**WORK TO BE COMPLETED:** Rewrite the records below, replacing "Positions" with "Points" and leaving everything else as it is.

**TASK INPUT:**
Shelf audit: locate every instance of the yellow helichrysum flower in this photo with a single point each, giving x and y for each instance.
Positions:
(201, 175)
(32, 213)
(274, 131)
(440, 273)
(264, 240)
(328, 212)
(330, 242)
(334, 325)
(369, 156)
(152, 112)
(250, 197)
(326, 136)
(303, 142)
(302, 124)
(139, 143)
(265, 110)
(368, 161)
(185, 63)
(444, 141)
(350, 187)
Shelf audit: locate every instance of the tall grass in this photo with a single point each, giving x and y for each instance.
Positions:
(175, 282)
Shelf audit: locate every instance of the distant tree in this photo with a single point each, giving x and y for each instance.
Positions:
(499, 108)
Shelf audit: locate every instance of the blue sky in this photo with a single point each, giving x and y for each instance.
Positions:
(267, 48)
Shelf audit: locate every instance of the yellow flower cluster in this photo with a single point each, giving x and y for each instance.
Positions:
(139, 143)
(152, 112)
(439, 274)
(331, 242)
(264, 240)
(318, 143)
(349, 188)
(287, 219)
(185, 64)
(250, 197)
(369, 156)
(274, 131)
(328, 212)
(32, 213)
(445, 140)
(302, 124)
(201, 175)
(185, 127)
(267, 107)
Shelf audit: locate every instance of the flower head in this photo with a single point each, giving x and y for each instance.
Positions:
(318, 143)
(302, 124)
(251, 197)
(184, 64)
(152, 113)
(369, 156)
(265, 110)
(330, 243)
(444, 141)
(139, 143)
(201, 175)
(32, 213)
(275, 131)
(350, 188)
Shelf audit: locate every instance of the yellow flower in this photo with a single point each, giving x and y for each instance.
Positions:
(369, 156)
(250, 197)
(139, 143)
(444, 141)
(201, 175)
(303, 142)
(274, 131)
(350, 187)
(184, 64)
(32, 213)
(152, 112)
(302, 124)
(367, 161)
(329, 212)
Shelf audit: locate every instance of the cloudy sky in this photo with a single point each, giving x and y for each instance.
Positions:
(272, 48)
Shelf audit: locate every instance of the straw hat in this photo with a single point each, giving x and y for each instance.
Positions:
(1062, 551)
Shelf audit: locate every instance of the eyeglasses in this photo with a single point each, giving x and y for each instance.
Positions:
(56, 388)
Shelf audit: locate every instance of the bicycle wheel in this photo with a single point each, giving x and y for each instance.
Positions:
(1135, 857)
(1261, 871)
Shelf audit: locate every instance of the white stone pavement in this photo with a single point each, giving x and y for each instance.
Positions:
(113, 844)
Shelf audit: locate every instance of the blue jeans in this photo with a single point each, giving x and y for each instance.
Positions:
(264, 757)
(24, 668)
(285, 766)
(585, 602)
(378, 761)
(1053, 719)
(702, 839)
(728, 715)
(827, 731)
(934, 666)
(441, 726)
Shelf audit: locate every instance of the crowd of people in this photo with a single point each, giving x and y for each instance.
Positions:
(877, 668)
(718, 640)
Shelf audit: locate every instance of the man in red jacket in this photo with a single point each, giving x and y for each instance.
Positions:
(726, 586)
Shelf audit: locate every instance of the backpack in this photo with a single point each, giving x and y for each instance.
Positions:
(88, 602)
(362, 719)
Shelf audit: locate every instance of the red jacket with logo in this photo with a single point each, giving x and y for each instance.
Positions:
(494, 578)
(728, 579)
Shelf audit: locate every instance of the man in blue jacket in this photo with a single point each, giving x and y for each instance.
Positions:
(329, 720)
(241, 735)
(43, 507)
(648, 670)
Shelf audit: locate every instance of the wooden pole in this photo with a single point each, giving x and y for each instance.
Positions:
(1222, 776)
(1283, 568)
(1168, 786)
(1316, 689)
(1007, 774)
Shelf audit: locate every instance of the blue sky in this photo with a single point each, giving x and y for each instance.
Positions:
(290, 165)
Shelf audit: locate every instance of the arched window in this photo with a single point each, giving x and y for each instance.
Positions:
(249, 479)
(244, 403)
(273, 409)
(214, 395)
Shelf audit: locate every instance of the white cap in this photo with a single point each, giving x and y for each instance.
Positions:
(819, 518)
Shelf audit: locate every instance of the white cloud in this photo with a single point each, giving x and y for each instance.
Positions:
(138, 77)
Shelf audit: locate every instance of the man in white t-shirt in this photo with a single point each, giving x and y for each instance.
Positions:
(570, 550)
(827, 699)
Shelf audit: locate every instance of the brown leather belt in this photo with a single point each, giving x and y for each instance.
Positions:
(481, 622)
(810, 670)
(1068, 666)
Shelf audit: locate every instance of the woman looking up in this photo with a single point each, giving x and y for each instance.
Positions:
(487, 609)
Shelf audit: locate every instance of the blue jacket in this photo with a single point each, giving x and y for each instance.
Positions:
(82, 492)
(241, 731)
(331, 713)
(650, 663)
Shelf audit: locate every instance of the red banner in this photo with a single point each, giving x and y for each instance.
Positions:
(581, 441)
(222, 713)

**PROBLEM SOLUTION:**
Shelf audit: locate every instance of the yellow helichrysum flower in this photo with a single point each, giving x and y for each instance.
Points:
(201, 175)
(32, 213)
(274, 131)
(440, 273)
(264, 240)
(328, 212)
(330, 242)
(334, 325)
(369, 156)
(152, 112)
(250, 197)
(326, 136)
(303, 142)
(302, 124)
(139, 143)
(265, 110)
(368, 161)
(185, 63)
(444, 141)
(350, 187)
Shelf audit: locate every instance of the tall grass in this photo with a single point each, giving x and y for each instance.
Points:
(175, 282)
Shelf audit: locate every instance of the distant tree in this photo with a single point each, giving x and y for each instance.
Points:
(499, 108)
Shelf audit: locate every instance of the blue sky in this photo with a single point each, giving x and y for each instance.
Points:
(267, 48)
Shelf audit: locate every instance of the yellow flower cluster in this photo with a single point each, giving x and y for each instance.
Points:
(139, 143)
(152, 112)
(439, 274)
(331, 242)
(264, 240)
(318, 143)
(349, 188)
(287, 219)
(185, 64)
(250, 197)
(369, 156)
(274, 131)
(328, 212)
(32, 213)
(445, 140)
(302, 124)
(201, 175)
(185, 127)
(267, 107)
Shelf audit: locate every instance of the flower head in this photo with a single point each, giving x and y for each instance.
Points:
(318, 143)
(302, 124)
(251, 197)
(184, 64)
(152, 113)
(369, 156)
(265, 110)
(330, 243)
(444, 141)
(139, 143)
(201, 175)
(32, 213)
(275, 131)
(350, 188)
Shelf audit: locate every instance of the yellow flower in this photo with a single point each, giving x and y for each instance.
Points:
(369, 156)
(250, 197)
(139, 143)
(444, 141)
(201, 175)
(303, 142)
(274, 131)
(350, 187)
(184, 64)
(32, 213)
(152, 112)
(302, 124)
(367, 161)
(329, 212)
Shelf audit: locate every instance of the cloudy sky in this photo with a single point each, giving x and y for each instance.
Points:
(272, 48)
Shelf audit: locate every instance of the straw hat in this photo with a single point each, giving x and y for each instance.
Points:
(1062, 551)
Shelf audit: locate every instance of the eyeglasses in this photo with a single point each, giving x and y for each instance.
Points:
(56, 388)
Shelf audit: locate every instance of the bicycle wheel in this photo with a single point each, giving x and y for each instance.
Points:
(1135, 857)
(1261, 871)
Shelf audit: locate every instance of the white stone pavement in this photo with a single point each, giving x and y for each instance.
Points:
(113, 844)
Shelf audit: locate every instance of the blue jeans in this photo with a single point each, giving x and y for each instance.
Points:
(264, 757)
(24, 668)
(285, 766)
(585, 602)
(378, 761)
(1053, 719)
(702, 839)
(728, 715)
(827, 731)
(934, 666)
(441, 726)
Shelf audit: locate every instance of the crowd of people in this photo with a single point each, giving x and y for each instance.
Points:
(877, 668)
(718, 640)
Shelf audit: locate every instance of the man in red jacket in this photo with a single point each, giving x and y for each instance.
Points:
(726, 586)
Shelf audit: locate every instance of the backpack in this photo with a single point each, giving x and y for each instance.
Points:
(88, 602)
(362, 719)
Shelf audit: locate every instance of the red jacket with logo in this photo with a single point each, giving x and y for each instance.
Points:
(494, 578)
(728, 579)
Shelf audit: locate every instance of the man in blue jacket in this photo with a single point each, giving x and y for each instance.
Points:
(329, 720)
(241, 735)
(43, 507)
(648, 670)
Shelf audit: locate every instance of the wooden pole in this photo with a single point each, giving x and y for each instance.
Points:
(1222, 776)
(1283, 568)
(1168, 786)
(1316, 689)
(1007, 774)
Shelf audit: locate every instance of the blue sky in this photo with a single point each, giving x and y for each instance.
Points:
(290, 165)
Shelf audit: locate every instance of the arched window in this photo with a single point each, giving x and y for each instance.
Points:
(249, 479)
(244, 403)
(273, 409)
(214, 395)
Shelf audit: locate every instance of the white cap in this photo with a single point each, giving x and y for each instance.
Points:
(819, 518)
Shelf audit: locate every instance of the white cloud in this photo with a single point each, giving x and y for each instance.
Points:
(138, 77)
Shelf audit: locate every instance of the man in white t-shirt in this photo with a single point each, giving x and y for each instance.
Points:
(570, 550)
(827, 699)
Shelf audit: locate every instance of the brown leather belt in this photo with a single point each, giving x and y for each instance.
Points:
(481, 622)
(810, 670)
(1068, 666)
Shelf audit: locate every instance of the woman looking up in this photo with a single point each, giving x and y for each instance.
Points:
(487, 609)
Shelf audit: locate every instance of the blue jacket in this photo with a single point each, giving x and y for each instance.
Points:
(82, 492)
(241, 731)
(331, 713)
(650, 663)
Shelf audit: locate every instance of the red banner in this photo with a single point each, giving x and y for each instance.
Points:
(581, 441)
(222, 713)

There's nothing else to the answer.